# 3 Anos de Meteorologia numa imagem



## guimeixen (11 Jun 2016 às 00:58)

Após o meu interesse sobre meteorologia ter despertado em 2013, já passaram 3 anos de registos em fotos. Desde que os começei a fotografar em 2013 até agora em 2016, houve vários que mereceram o lugar nesta imagem.

Deixo-vos aqui os meus melhores registos. Espero que venham bastantes mais e bons.

Máxima resolução aqui



3 Years of Weather by Guilherme Silva, no Flickr


----------



## Paelagius (11 Jun 2016 às 01:12)

guimeixen disse:


> Após o meu interesse sobre meteorologia ter despertado em 2013, já passaram 3 anos de registos em fotos. Desde que os começei a fotografar em 2013 até agora em 2016, houve vários que mereceram o lugar nesta imagem.
> 
> Deixo-vos aqui os meus melhores registos. Espero que venham bastantes mais e bons.
> 
> ...



Lembro-me de umas quantas publicadas!

Ainda não tenho nenhuma com iridescência na minha colecção pessoal.

A que programa/página recorreste para agregar as fotografias?

Registos do conjunto de dados

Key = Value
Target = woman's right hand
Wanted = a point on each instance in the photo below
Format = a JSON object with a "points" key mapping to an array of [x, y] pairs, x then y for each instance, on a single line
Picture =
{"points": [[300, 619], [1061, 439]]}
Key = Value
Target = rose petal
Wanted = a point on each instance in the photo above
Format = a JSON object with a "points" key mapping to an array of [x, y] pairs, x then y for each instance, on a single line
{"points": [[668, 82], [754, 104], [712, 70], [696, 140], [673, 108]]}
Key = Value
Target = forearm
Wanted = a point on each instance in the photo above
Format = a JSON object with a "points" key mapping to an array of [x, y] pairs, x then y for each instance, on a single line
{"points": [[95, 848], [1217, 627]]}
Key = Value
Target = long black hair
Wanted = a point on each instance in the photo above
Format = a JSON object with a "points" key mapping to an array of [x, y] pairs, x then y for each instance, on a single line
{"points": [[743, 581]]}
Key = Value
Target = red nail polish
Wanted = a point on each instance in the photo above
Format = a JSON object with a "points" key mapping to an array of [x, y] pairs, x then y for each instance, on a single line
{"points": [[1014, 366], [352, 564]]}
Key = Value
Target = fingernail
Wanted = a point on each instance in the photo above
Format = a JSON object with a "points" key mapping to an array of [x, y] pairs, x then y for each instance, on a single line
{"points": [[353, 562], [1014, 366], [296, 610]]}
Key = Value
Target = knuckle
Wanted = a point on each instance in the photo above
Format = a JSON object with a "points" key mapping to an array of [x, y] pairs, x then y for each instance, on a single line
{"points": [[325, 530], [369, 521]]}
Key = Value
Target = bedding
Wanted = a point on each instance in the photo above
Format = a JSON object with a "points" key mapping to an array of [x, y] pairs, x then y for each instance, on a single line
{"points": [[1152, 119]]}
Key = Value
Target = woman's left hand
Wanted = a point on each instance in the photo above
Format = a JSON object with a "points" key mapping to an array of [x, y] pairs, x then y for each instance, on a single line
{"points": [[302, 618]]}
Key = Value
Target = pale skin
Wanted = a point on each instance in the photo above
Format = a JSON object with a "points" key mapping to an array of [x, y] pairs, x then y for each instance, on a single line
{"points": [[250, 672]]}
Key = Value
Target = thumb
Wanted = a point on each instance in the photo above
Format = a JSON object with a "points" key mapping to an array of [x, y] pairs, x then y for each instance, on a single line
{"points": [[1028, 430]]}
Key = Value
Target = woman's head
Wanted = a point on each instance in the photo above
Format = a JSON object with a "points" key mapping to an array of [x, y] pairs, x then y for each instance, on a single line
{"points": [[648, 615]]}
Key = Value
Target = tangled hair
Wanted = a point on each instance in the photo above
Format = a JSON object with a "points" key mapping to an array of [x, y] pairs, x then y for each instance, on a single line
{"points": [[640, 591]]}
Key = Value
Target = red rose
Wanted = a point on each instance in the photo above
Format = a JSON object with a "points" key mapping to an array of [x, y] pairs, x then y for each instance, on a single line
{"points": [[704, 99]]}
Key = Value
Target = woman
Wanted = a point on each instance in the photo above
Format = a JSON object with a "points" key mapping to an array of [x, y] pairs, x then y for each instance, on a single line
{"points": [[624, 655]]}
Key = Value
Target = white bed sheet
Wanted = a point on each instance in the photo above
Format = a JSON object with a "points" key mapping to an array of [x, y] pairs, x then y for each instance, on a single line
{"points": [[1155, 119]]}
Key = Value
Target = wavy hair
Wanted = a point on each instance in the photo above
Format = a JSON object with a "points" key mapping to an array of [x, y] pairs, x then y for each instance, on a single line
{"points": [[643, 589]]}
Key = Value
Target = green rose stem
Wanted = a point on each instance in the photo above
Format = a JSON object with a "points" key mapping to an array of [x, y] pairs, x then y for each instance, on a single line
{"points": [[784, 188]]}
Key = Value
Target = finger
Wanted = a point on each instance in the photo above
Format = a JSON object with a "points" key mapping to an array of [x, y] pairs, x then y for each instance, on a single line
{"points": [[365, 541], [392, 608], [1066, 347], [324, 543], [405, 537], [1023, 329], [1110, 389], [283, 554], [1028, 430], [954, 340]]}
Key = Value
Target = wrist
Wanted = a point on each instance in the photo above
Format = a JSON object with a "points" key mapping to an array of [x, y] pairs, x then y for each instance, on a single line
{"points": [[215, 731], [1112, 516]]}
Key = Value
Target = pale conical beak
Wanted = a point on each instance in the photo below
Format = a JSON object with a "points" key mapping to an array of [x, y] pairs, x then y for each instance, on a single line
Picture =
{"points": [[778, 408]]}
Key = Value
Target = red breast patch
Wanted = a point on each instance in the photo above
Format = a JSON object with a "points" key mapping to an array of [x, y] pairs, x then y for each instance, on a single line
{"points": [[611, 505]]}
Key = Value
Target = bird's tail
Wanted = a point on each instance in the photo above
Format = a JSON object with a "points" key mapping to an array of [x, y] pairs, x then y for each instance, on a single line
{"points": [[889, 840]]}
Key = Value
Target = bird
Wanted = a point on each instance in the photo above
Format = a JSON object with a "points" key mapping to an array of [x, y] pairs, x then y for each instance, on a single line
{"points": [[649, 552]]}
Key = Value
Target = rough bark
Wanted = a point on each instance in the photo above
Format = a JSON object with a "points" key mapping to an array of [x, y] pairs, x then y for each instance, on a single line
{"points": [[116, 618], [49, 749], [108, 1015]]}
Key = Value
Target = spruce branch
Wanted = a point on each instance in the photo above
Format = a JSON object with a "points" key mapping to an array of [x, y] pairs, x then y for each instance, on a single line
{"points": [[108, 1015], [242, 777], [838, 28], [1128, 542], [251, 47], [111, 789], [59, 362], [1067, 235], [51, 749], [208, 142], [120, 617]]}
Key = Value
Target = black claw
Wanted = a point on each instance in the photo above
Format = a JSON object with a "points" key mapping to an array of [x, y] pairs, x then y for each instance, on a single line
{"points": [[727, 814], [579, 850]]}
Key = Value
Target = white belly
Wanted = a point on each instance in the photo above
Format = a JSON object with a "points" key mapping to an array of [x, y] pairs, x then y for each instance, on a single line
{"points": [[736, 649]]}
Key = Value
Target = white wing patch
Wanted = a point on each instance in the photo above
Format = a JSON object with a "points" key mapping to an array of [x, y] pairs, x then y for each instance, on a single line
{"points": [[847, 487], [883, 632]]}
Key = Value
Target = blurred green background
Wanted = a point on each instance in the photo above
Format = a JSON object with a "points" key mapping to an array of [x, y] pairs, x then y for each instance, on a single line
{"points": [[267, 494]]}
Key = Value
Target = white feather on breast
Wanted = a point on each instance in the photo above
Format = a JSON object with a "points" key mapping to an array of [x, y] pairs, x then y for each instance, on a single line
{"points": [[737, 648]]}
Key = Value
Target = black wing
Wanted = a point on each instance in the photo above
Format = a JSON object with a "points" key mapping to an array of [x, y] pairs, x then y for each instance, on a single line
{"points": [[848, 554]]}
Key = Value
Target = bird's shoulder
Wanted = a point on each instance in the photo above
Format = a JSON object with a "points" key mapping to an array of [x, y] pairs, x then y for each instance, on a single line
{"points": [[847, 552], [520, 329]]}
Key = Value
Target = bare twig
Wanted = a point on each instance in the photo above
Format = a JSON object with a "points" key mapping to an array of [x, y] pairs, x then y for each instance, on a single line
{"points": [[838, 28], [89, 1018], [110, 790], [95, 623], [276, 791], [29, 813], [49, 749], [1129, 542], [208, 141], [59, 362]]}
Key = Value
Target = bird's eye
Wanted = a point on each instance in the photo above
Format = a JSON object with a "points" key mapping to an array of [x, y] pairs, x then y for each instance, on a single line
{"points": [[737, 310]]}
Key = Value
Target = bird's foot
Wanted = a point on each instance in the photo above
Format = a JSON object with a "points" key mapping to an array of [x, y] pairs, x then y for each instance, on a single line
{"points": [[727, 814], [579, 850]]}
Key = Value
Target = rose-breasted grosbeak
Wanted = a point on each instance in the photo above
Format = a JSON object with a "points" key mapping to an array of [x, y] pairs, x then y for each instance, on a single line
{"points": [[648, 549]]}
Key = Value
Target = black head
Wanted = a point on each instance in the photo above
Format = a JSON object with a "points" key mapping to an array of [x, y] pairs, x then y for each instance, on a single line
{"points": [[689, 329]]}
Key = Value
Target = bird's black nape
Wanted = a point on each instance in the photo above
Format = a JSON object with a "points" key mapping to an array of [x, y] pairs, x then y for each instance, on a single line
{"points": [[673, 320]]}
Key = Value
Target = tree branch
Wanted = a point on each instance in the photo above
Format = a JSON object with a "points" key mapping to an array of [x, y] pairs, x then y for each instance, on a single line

## CONJUNTO DE TAREFAS
A – Reescreve o trecho da conversa sobre fotografias de meteorologia desde "## Paelagius (11" até "umas quantas publicadas!", inclusive, e substitui "publicadas" por "partilhadas".
B – Dá seguimento à conversa do fórum sobre fotografias de meteorologia a partir do ponto em que o texto termina.

## RESPOSTAS ÀS TAREFAS
A –
## Paelagius (11 Jun 2016 às 01:12)

guimeixen disse:


> Após o meu interesse sobre meteorologia ter despertado em 2013, já passaram 3 anos de registos em fotos. Desde que os começei a fotografar em 2013 até agora em 2016, houve vários que mereceram o lugar nesta imagem.
> 
> Deixo-vos aqui os meus melhores registos. Espero que venham bastantes mais e bons.
> 
> ...



Lembro-me de umas quantas partilhadas!

B –
----------



## jonas_87 (11 Jun 2016 às 09:59)

Ideia brutal,  muito bom!
Parabéns.


----------



## guimeixen (12 Jun 2016 às 09:50)

Paelagius disse:


> Lembro-me de umas quantas publicadas!
> 
> Ainda não tenho nenhuma com iridescência na minha colecção pessoal.
> 
> A que programa/página recorreste para agregar as fotografias?



Para juntar tudo numa imagem usei o GIMP.



jonas_87 disse:


> Ideia brutal,  muito bom!
> Parabéns.



Obrigado!


----------



## guimeixen (12 Nov 2018 às 16:43)

Passados já quase 6 anos, deixo-vos aqui duas fotos, uma dos melhores relâmpagos e a outra das melhores fotos de estrutura.

Link resolução total aqui.






Link resolução total aqui.


----------



## MSantos (13 Nov 2018 às 15:51)

Parabéns, és um dos grandes fotógrafos desta casa! 

Ficou-me na retina uma foto com uns raios avermelhados que uma vez publicaste aqui, não sei se te recordas.


----------



## Ricardo Carvalho (13 Nov 2018 às 16:21)

Parabéns Guilherme, trabalho e dedicação fantásticos!  Muito obrigado por enriqueceres tanto este fórum


----------



## guimeixen (13 Nov 2018 às 20:08)

MSantos disse:


> Parabéns, és um dos grandes fotógrafos desta casa!
> 
> Ficou-me na retina uma foto com uns raios avermelhados que uma vez publicaste aqui, não sei se te recordas.



Obrigado! 

Sim recordo, foi o ano passado no dia 13 de Junho:


----------



## guimeixen (13 Nov 2018 às 20:10)

Ricardo Carvalho disse:


> Parabéns Guilherme, trabalho e dedicação fantásticos!  Muito obrigado por enriqueceres tanto este fórum



Obrigado Ricardo!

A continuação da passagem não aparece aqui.